(Bounding box annotation entries)

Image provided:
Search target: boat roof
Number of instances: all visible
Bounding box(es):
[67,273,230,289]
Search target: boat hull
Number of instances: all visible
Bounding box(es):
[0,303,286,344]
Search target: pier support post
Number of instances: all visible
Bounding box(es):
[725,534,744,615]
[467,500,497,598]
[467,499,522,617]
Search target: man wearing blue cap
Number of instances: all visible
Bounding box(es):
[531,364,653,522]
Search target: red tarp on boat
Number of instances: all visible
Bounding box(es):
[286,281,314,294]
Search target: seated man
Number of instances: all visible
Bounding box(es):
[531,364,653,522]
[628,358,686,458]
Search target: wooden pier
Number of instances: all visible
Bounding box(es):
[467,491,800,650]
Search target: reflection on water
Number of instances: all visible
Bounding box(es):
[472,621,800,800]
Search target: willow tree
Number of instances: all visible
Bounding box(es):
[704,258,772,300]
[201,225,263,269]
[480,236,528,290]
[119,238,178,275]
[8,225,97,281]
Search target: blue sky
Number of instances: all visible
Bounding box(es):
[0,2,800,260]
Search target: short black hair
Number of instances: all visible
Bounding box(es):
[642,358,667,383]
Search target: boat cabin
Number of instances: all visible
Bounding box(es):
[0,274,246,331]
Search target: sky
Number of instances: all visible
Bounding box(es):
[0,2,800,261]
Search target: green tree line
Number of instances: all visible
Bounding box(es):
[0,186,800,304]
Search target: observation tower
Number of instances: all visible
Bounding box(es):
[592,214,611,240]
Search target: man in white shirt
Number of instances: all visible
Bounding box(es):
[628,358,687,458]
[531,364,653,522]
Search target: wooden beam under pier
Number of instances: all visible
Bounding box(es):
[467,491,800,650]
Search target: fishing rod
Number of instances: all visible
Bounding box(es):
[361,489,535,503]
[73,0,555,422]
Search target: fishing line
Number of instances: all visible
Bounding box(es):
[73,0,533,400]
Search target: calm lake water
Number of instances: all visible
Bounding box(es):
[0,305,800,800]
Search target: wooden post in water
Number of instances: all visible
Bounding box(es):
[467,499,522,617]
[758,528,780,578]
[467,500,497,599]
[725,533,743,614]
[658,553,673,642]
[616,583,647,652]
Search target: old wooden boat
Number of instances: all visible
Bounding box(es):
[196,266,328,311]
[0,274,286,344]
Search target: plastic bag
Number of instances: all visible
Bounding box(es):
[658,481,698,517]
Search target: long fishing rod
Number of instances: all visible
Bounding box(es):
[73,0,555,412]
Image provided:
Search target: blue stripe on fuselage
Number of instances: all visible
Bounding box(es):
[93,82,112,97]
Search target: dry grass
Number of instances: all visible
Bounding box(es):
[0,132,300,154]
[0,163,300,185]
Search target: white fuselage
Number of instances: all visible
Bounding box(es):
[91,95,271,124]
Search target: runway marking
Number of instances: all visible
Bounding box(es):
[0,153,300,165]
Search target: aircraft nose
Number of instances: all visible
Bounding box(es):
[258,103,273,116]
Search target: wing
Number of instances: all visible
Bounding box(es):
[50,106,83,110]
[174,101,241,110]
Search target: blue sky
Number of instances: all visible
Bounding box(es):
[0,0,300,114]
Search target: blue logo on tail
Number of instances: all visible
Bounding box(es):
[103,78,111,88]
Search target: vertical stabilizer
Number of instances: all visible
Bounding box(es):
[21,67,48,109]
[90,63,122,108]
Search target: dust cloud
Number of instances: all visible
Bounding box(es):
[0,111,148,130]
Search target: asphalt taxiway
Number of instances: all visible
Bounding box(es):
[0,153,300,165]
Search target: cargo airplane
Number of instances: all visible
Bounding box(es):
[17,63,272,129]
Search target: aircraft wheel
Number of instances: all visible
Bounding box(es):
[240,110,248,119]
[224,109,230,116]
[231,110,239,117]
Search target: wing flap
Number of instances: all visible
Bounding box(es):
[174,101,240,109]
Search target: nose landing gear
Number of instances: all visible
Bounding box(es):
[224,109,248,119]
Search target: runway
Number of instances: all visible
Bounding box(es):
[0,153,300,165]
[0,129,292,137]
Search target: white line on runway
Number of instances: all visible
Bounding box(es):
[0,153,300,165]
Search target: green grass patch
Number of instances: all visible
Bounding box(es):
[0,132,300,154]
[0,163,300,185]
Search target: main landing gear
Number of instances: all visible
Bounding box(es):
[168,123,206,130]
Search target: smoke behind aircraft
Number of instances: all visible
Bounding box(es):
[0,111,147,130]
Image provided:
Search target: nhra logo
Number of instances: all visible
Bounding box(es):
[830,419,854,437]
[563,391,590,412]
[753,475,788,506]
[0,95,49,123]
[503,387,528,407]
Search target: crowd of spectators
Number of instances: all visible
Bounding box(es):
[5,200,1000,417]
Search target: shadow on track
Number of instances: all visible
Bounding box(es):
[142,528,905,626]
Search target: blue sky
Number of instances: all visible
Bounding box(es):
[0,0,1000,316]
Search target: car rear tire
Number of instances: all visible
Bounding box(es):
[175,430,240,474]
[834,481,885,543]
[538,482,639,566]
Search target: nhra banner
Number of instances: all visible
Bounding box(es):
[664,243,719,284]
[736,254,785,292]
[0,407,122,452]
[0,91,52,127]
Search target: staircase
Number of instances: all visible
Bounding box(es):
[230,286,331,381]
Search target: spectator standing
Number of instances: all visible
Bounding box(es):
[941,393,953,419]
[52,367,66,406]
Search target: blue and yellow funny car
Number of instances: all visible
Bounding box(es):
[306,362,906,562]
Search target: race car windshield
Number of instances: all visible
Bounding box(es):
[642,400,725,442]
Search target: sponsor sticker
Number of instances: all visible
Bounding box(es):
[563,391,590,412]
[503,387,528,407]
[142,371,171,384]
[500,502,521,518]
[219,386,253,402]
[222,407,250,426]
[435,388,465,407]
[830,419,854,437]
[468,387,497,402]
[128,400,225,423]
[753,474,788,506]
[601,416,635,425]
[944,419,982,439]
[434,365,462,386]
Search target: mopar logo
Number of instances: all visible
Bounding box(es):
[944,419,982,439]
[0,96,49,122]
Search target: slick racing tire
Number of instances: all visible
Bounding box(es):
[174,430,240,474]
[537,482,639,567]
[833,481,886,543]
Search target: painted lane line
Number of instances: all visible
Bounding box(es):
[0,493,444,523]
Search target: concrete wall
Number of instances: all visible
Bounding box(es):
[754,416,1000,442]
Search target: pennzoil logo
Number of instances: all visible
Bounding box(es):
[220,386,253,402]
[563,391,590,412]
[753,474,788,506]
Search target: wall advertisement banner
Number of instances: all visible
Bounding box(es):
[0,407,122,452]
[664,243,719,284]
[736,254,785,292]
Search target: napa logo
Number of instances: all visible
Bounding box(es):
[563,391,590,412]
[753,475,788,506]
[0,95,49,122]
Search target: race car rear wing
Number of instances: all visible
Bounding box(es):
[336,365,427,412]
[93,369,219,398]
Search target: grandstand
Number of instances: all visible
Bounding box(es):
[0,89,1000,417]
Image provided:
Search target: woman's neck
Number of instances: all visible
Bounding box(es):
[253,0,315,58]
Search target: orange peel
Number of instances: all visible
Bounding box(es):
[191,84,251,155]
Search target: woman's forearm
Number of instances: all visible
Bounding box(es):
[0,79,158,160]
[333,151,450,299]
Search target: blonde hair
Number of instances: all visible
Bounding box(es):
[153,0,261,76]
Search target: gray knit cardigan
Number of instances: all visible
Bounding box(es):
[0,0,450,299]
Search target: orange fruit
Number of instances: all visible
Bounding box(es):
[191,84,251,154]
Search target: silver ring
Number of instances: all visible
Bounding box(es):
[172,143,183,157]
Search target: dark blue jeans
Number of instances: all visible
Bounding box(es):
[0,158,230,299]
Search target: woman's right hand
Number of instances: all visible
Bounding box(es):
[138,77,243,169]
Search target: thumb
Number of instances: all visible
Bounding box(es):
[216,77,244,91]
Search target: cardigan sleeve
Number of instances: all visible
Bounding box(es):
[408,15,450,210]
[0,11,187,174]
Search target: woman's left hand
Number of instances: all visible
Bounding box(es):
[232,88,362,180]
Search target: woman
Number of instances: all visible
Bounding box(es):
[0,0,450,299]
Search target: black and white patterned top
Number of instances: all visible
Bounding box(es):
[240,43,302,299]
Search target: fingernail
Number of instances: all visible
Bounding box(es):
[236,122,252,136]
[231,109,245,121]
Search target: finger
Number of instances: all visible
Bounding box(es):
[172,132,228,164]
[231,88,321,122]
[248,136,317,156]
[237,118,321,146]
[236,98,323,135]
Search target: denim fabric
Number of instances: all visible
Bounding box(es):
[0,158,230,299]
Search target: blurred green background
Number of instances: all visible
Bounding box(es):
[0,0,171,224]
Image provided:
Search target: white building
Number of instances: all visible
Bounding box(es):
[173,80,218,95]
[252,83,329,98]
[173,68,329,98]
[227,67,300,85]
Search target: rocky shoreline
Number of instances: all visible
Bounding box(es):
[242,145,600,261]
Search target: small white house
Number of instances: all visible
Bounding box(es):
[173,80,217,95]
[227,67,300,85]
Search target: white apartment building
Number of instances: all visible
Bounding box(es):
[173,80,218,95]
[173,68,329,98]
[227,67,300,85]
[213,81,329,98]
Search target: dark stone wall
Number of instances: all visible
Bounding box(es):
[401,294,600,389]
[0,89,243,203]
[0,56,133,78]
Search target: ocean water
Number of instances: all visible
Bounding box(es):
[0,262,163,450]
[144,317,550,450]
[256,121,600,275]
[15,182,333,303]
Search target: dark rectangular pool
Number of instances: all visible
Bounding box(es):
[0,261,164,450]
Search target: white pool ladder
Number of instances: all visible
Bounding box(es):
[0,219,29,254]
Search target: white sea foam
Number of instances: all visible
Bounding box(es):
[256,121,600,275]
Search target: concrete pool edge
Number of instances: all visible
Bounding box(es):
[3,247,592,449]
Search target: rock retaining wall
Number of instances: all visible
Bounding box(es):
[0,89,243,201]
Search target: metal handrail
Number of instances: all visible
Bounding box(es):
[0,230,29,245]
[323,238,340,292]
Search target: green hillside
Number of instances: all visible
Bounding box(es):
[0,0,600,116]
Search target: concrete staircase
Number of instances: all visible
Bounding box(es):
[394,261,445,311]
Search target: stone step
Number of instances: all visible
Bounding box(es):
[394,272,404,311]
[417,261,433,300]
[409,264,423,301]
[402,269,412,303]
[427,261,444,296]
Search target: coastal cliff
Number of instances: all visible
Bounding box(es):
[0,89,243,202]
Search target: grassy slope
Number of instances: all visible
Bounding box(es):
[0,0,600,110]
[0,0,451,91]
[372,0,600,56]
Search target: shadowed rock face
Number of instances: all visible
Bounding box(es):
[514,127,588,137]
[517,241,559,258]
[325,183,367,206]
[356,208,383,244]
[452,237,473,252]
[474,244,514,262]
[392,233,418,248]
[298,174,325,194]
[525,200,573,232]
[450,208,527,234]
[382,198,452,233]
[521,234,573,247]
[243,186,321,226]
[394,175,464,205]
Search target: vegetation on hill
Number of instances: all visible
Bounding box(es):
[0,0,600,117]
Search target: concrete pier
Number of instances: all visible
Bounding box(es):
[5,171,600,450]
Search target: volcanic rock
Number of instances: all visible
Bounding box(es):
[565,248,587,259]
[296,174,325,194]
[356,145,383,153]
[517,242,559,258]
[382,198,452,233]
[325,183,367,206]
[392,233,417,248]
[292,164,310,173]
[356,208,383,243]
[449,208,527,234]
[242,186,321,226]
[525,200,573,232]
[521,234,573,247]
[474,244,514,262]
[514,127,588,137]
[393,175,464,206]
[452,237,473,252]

AIM: Please rewrite the listing from the line with "Search target: dark rectangular pool" up to and including the line with "[0,0,600,116]", scaling every bounding box coordinate by 1.45 and rounding to whole numbers, with halves rounded up. Keep the other lines unchanged, and give only those lines.

WRITTEN SOLUTION:
Search target: dark rectangular pool
Number of instances: all visible
Bounding box(es):
[0,378,238,653]
Search target: white pool ladder
Number of instances: all visible
Bounding box(es):
[0,318,42,368]
Search target: white sea foam
Number of instances: all visible
Bounding box(es):
[371,175,870,399]
Search target: concrete pool edge
Number of instances: all visible
Bounding box(es):
[4,358,858,651]
Search target: rock retaining wall
Number of instances: all visible
Bounding box(es):
[0,129,352,291]
Search target: metal handrail
Number of instances: all visible
Bounding box(es):
[0,334,42,355]
[468,345,493,423]
Search target: green hillside
Number of instances: all visible
Bounding box(es):
[0,0,870,168]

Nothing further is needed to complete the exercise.